— Short problem —
Quote everything from "The vendor said" down to "30 days prior to shipment." in the trade finance article.

— Text passage —
========================================

Trade Finance: Form vs. Format
This article brought to you in conjunction with
By Erika Morphy
As letters of credit enter the electronic mainstream, they often seem to raise the same complaints. But they are slowly shifting more power to the exporter.
Paul Labonte, corporate controller for the online and catalog toy retailer Kid Galaxy, understood why his Asian vendor asked him to take out a letter of credit 60 days prior to shipment. He just didn't want to do it.
The vendor said the longer-term LC would help the company get the financing it needed to fill Kid Galaxy's order. Labonte sympathized, but he didn't want so much of his line of credit tied up for so long.
Fortunately, there was room for a compromise, if the vendor's bank agreed to accept the LC in an electronic format. "We explained to them that manual LCs take a week and a half to process, but that we could get an LC processed electronically within three days," Labonte says. The full week difference in clearing the payment turned out to be enough for the vendor in Asia to accept an LC 30 days prior to shipment.

========================================

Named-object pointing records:
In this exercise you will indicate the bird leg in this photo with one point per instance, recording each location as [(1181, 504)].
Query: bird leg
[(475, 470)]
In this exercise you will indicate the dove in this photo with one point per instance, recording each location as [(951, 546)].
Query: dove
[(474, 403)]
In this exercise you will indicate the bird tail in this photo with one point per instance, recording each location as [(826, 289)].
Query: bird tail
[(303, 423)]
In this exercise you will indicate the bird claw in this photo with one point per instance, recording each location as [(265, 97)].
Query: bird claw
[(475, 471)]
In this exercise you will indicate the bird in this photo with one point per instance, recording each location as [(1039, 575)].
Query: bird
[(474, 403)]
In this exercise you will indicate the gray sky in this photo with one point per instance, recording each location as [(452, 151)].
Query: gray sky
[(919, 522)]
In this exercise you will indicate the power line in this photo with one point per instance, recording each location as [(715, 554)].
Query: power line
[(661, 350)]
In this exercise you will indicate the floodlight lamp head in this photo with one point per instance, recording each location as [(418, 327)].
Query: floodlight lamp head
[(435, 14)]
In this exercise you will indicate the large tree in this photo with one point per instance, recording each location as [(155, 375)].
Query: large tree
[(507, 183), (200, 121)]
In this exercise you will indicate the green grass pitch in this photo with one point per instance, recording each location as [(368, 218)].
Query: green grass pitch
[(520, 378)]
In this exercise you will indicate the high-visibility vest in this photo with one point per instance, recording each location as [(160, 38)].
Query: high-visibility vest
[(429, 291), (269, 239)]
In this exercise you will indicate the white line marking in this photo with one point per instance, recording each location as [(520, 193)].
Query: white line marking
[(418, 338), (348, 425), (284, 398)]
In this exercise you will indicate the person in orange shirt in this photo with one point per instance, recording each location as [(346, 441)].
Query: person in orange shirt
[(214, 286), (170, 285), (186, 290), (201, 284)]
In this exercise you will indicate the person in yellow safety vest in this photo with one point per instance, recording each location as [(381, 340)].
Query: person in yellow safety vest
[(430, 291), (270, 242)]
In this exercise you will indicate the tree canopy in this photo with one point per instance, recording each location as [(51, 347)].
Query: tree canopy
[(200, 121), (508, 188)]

========================================

— Solution to this problem —
The vendor said the longer-term LC would help the company get the financing it needed to fill Kid Galaxy's order. Labonte sympathized, but he didn't want so much of his line of credit tied up for so long.
Fortunately, there was room for a compromise, if the vendor's bank agreed to accept the LC in an electronic format. "We explained to them that manual LCs take a week and a half to process, but that we could get an LC processed electronically within three days," Labonte says. The full week difference in clearing the payment turned out to be enough for the vendor in Asia to accept an LC 30 days prior to shipment.